**STATED EXERCISE:**
Take the line containing "Target: woman's nose" and every line after it in the data below, and print them exactly as given, with nothing else.

**INFORMATION PROVIDED:**
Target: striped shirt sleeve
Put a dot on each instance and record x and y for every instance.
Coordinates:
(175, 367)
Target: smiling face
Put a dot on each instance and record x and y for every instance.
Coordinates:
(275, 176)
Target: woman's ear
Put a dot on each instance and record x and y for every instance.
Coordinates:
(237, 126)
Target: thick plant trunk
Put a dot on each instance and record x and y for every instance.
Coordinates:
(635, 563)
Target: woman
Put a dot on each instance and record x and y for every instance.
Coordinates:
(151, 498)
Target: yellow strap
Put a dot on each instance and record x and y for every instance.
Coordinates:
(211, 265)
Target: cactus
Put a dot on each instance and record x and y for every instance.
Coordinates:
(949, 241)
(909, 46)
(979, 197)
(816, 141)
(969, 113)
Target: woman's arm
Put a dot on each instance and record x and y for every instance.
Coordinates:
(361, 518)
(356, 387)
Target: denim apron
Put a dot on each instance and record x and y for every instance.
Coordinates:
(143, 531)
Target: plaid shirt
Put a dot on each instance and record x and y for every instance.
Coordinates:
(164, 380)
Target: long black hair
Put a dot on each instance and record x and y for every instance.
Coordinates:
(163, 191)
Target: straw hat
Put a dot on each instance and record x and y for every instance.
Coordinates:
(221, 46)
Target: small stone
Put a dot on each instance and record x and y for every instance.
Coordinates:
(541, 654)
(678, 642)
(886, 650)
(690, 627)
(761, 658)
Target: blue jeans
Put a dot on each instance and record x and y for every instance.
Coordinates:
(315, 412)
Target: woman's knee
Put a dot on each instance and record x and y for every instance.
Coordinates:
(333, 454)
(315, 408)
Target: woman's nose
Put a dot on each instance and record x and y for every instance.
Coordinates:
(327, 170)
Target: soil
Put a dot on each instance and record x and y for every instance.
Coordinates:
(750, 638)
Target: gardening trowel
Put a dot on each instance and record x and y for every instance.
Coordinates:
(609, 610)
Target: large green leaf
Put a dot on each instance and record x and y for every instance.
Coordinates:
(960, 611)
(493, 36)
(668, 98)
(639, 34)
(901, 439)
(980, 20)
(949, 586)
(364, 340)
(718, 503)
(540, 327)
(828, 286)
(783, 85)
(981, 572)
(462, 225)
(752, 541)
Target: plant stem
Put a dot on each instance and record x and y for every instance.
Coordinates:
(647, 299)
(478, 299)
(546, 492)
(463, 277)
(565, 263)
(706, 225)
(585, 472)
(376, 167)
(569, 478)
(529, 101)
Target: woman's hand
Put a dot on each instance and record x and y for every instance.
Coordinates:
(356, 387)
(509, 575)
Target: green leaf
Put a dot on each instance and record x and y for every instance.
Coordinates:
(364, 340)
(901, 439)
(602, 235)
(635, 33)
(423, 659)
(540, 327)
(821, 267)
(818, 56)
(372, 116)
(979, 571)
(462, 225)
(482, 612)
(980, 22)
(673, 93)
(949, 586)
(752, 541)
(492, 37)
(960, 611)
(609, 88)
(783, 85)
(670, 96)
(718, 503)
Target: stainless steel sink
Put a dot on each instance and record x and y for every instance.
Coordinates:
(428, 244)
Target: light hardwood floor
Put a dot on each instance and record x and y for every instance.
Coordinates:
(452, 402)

**EXPECTED ANSWER:**
Target: woman's nose
Put a dot on each instance and record x and y for every instance.
Coordinates:
(327, 170)
Target: soil
Put a dot on each instance and record x and y for every instance.
Coordinates:
(750, 638)
Target: gardening trowel
Put a dot on each instance and record x and y for every instance.
Coordinates:
(609, 610)
Target: large green leaf
Put a dot on each instance and record x and y for every instance.
Coordinates:
(960, 611)
(493, 36)
(668, 98)
(639, 34)
(901, 439)
(980, 20)
(949, 586)
(364, 340)
(718, 503)
(540, 327)
(828, 286)
(783, 85)
(981, 572)
(462, 225)
(752, 541)
Target: plant stem
Put a dot on each instance and record x and y for every instance.
Coordinates:
(647, 299)
(478, 299)
(546, 492)
(463, 277)
(565, 263)
(706, 225)
(585, 472)
(376, 167)
(569, 478)
(529, 101)
Target: woman's hand
Put a dot on each instance and record x and y for every instance.
Coordinates:
(356, 387)
(509, 575)
Target: green leaf
Put a dot on each instance and record x and y for every instance.
Coordinates:
(364, 340)
(901, 439)
(602, 235)
(635, 33)
(423, 659)
(540, 327)
(821, 267)
(818, 56)
(372, 116)
(979, 571)
(462, 225)
(482, 612)
(980, 22)
(673, 93)
(949, 586)
(752, 541)
(492, 37)
(960, 611)
(609, 88)
(783, 85)
(670, 96)
(718, 503)
Target: stainless steel sink
Put a dot on each instance and record x and y for every instance.
Coordinates:
(428, 244)
Target: light hardwood floor
Put a dot on each instance and record x and y for every instance.
Coordinates:
(452, 402)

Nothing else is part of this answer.